_TESTO DELLA PAGINA_:
L’EX CATTEDRALE DI S. MICHELE ARCANGELO
(II Parte)
Tracciata brevemente la storia dell’ex chiesa
cattedrale, cerchiamo di descrivere adesso lo stato architettonico ed interno
della chiesa.
Sebbene la diocesi di Belcastro sia stata una
delle prime ad abbracciare il rito latino agli inizi del secolo XIII,
l’impianto basilicale è rivolto verso Oriente, secondo il rito greco,
e ciò dimostra che all’epoca dell’edificazione della chiesa (1330 c.) le usanze
e i costumi bizantini erano ancora vivi nel paese, come testimoniano -
oltre l’orientamento dell’edificio - anche e le figure degli angeli
profondamente scolpiti nelle vele dei due portali minori che si aprono sul
sagrato della chiesa.
Infatti, il Fiore, vissuto nella seconda metà del 1600, riporta che “audita
missam latinam, accessimus missam graecam”, il che significa che ancora nel
1600, oltre al rito latino, a Belcastro persisteva ancora quello greco.
Ovviamente, l’attuale struttura edilizia della
chiesa non è quella del 1331, per via dei numerosi rifacimenti lungo l’arco dei
secoli.
Una pallida idea del primitivo impianto la
si può dedurre dalla recente scoperta, durante l’ultimo restauro, di
due monofore medievali,
allocate appena sopra il portale cinquecentesco dell’ex sagrestia, che danno
grosso modo l’idea dell’originaria altezza della chiesa, molto più bassa
dell’attuale. Ovviamente, anche la lunghezza dell’edificio non doveva
corrispondere a quella odierna, in quanto sarebbe stata una costruzione
abbastanza sproporzionata nelle misure.
D’altra parte, il rinvenimento nella parete della
navata destra, di alcune
cornici di finestre
di vario stile e di diversa altezza sono il segno tangibile che l’edificio fu
varie volte modificato ed ampliato fino a quello attuale che risale appunto al
Cinque-Seicento.

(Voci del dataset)
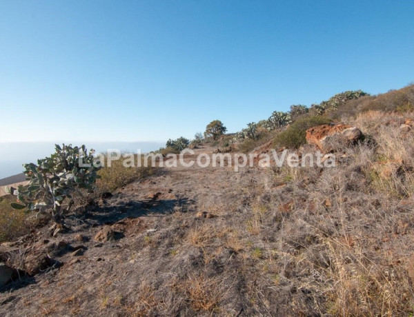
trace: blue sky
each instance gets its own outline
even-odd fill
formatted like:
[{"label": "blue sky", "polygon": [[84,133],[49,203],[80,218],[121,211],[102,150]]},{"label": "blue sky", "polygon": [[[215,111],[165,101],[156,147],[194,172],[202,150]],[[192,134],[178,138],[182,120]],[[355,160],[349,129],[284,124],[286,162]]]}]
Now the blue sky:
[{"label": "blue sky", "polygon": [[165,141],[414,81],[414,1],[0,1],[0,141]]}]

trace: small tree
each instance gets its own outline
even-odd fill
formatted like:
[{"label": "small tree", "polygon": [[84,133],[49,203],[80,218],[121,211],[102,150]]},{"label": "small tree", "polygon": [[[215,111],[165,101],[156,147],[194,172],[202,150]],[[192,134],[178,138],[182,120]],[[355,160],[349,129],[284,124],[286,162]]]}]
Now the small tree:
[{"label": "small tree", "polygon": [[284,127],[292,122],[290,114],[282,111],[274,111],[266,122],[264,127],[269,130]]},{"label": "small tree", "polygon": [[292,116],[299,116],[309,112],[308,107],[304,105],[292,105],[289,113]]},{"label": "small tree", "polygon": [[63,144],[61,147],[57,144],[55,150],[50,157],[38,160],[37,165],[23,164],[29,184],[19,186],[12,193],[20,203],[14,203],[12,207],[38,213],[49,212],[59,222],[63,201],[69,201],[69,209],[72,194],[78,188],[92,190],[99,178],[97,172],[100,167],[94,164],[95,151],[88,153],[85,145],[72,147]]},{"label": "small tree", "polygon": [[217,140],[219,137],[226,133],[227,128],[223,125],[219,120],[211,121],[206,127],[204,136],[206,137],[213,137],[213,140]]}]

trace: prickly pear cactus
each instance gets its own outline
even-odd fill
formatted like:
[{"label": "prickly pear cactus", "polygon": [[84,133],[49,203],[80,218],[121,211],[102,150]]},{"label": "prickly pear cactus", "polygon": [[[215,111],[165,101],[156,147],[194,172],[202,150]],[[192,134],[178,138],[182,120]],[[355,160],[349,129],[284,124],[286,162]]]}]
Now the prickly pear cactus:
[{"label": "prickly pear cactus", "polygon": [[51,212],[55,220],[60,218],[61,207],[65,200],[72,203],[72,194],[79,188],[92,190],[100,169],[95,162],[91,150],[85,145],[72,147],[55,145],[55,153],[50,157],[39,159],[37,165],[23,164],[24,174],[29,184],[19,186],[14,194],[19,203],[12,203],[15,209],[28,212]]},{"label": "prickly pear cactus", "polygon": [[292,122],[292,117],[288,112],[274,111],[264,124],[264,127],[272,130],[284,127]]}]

* * *

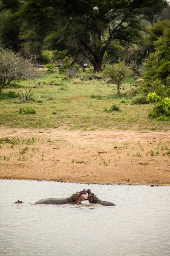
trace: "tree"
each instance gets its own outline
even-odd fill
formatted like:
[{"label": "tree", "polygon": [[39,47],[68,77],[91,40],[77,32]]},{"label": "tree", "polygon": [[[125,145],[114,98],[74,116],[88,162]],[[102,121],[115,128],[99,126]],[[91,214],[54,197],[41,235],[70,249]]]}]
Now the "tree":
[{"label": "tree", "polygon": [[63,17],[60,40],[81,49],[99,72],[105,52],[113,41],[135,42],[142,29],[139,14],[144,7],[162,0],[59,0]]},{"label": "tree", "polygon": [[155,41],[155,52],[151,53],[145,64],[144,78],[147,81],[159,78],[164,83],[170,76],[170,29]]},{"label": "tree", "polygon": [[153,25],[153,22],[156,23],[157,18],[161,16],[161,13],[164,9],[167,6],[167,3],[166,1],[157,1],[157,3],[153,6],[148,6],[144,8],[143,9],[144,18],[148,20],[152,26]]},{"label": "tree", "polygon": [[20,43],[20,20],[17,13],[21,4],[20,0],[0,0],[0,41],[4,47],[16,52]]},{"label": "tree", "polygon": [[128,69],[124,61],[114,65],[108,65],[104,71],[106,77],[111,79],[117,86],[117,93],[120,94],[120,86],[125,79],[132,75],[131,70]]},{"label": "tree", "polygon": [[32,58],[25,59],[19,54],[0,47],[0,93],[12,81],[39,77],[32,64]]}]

_COMPITO ASSEGNATO_: Trascrivi dal testo sull'ex cattedrale il tratto che va da "Sebbene la diocesi" fino a "sagrato della chiesa.". Per rispondere serviti soltanto del testo sull'ex cattedrale.

_RISPOSTA_:
Sebbene la diocesi di Belcastro sia stata una
delle prime ad abbracciare il rito latino agli inizi del secolo XIII,
l’impianto basilicale è rivolto verso Oriente, secondo il rito greco,
e ciò dimostra che all’epoca dell’edificazione della chiesa (1330 c.) le usanze
e i costumi bizantini erano ancora vivi nel paese, come testimoniano -
oltre l’orientamento dell’edificio - anche e le figure degli angeli
profondamente scolpiti nelle vele dei due portali minori che si aprono sul
sagrato della chiesa.